-- Begin Extracted entries --

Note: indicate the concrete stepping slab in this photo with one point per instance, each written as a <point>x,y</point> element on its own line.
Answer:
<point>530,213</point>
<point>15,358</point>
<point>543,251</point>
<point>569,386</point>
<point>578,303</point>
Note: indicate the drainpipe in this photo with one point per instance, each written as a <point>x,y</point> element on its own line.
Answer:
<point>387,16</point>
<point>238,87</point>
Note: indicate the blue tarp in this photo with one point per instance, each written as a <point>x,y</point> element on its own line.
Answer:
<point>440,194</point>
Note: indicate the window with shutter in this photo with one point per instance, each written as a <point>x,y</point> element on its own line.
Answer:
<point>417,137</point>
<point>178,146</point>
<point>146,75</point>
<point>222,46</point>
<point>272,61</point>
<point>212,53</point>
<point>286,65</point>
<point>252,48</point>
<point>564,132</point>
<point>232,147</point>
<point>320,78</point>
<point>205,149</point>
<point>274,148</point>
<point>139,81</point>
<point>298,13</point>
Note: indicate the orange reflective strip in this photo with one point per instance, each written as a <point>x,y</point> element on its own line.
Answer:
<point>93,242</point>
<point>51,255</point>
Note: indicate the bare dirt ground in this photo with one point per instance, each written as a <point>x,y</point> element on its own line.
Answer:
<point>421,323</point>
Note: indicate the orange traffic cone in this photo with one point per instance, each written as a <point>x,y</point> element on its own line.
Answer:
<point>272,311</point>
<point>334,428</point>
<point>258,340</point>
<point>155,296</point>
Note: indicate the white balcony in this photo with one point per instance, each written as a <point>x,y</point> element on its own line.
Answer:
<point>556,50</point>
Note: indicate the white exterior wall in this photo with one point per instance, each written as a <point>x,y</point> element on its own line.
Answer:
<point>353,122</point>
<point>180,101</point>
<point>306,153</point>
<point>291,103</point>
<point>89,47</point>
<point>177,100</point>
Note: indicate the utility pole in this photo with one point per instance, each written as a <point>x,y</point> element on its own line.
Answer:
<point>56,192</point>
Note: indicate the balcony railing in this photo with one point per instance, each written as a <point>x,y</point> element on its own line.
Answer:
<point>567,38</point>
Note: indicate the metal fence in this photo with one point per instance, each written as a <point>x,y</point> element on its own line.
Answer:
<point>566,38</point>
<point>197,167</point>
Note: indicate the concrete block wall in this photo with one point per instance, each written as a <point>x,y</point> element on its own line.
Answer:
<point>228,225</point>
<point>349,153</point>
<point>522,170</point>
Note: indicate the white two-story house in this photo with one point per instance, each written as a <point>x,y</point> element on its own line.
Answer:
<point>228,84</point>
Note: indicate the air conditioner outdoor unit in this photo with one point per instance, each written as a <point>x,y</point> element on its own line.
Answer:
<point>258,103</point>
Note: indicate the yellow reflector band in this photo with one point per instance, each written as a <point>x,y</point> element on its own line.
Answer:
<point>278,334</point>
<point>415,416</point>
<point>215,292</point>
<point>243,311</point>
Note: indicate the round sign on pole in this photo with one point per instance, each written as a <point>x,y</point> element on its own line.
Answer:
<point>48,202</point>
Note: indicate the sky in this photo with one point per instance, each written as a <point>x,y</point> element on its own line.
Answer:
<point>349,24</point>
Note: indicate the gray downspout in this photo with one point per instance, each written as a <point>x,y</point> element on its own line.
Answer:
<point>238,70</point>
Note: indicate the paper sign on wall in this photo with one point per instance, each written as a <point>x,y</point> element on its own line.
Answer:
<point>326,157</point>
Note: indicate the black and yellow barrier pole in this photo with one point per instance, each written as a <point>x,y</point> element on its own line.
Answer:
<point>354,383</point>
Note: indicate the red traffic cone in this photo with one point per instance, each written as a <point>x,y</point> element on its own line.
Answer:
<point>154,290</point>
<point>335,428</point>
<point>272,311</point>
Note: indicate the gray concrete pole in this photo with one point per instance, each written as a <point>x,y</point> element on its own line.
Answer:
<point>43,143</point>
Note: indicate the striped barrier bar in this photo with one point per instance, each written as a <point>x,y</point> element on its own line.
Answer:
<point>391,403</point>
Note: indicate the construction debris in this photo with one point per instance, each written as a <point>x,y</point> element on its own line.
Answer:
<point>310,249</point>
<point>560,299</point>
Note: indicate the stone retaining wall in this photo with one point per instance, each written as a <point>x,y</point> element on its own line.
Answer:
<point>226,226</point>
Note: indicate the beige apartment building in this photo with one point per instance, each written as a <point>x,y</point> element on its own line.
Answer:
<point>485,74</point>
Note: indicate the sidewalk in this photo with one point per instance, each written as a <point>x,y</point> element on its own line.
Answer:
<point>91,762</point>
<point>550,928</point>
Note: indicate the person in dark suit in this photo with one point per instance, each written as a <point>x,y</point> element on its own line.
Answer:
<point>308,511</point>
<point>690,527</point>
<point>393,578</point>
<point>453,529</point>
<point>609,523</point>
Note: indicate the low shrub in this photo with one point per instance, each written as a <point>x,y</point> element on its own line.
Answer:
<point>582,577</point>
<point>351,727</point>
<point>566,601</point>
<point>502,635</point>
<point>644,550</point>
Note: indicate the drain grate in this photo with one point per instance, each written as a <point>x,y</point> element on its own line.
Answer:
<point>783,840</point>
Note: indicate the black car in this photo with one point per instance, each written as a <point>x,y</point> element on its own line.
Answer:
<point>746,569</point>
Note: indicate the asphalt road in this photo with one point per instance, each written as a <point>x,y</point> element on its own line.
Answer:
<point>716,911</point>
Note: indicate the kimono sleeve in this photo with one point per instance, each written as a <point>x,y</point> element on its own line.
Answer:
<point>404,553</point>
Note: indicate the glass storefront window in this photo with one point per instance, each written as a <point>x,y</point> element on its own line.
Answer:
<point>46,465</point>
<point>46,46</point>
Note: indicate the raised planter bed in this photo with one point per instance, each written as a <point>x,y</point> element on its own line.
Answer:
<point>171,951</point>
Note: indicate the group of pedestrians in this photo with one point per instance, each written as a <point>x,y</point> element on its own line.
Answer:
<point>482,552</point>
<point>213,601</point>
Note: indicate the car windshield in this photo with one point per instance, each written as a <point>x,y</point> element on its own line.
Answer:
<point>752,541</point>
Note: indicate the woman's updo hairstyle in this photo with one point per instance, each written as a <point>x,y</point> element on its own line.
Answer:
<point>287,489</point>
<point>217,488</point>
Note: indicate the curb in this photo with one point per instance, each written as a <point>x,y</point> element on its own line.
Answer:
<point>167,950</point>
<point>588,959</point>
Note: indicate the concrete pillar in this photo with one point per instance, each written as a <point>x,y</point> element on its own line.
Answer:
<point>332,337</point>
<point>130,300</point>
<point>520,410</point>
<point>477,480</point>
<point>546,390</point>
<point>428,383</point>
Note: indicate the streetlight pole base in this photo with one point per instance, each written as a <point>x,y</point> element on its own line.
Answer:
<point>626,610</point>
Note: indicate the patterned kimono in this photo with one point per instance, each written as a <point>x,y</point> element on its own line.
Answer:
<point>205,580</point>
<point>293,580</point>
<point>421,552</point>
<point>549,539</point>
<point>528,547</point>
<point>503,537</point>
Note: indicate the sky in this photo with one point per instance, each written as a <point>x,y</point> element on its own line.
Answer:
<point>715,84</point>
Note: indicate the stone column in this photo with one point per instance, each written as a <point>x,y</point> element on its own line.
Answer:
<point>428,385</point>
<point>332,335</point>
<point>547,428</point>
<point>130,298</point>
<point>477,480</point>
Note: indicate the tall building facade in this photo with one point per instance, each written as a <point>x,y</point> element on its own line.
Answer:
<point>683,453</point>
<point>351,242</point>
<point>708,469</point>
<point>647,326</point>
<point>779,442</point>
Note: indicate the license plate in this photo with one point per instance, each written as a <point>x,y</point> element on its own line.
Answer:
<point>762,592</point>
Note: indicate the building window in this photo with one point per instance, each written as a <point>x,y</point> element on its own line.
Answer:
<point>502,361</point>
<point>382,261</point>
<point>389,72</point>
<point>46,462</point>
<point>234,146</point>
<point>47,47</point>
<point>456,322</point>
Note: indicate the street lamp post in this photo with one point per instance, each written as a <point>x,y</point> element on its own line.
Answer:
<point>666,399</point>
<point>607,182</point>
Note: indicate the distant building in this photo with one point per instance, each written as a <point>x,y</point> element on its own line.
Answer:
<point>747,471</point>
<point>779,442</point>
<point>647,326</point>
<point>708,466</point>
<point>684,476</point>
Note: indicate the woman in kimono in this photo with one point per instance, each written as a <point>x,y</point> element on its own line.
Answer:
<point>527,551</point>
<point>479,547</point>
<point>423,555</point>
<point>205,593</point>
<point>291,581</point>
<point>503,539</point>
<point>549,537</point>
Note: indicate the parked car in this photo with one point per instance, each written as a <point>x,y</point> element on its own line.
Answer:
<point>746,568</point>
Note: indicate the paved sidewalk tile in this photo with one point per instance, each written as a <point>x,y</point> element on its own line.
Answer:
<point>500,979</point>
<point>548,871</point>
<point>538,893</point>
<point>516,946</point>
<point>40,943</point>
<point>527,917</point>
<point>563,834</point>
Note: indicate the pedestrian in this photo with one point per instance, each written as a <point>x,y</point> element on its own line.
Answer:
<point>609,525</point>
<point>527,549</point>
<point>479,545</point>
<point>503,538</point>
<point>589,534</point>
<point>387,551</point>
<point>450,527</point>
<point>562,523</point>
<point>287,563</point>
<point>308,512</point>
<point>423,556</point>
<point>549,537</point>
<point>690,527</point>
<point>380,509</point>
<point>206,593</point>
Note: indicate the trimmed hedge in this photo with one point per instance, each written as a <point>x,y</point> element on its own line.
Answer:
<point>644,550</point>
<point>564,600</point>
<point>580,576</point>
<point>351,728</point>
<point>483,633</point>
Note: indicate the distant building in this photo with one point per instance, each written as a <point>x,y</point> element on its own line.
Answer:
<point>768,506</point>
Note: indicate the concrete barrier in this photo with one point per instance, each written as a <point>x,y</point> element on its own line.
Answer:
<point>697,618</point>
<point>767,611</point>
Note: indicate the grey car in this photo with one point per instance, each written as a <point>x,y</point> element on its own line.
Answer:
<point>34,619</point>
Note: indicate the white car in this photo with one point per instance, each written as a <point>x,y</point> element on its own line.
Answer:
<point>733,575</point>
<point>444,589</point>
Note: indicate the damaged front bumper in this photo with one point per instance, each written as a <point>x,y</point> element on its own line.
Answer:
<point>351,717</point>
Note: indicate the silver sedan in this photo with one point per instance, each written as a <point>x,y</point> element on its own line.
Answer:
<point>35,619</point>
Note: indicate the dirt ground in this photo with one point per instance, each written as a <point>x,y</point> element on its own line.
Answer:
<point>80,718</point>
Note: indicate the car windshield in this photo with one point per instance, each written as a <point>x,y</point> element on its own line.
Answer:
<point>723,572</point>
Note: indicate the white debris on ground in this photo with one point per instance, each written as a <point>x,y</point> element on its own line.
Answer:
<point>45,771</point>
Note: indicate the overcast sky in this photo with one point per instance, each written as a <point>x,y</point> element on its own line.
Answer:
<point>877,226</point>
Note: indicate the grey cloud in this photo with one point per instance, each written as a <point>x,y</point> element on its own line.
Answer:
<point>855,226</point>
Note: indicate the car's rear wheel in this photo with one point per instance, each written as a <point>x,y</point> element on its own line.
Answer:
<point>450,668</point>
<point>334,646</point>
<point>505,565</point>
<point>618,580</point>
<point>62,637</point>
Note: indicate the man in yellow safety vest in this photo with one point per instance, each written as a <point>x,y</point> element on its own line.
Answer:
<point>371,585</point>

-- End Extracted entries --

• [Task description]:
Only the lines from the one that contains "Note: indicate the overcast" to the end of the data should be output, exactly as they appear.

• [Solution for this exercise]:
Note: indicate the overcast sky in this photo with one point per instance, each written as a <point>x,y</point> element on its own line.
Answer:
<point>877,226</point>
Note: indicate the grey cloud in this photo with one point per instance, each written as a <point>x,y</point> element on its own line.
Answer:
<point>855,226</point>
Note: indicate the car's rear wheel in this photo with one point per instance, each written as a <point>x,y</point> element on its own line.
Answer:
<point>450,668</point>
<point>334,646</point>
<point>505,565</point>
<point>618,580</point>
<point>62,637</point>
Note: indicate the man in yellow safety vest in this photo with one point per instance, each written as a <point>x,y</point> element on its own line.
Answer:
<point>371,585</point>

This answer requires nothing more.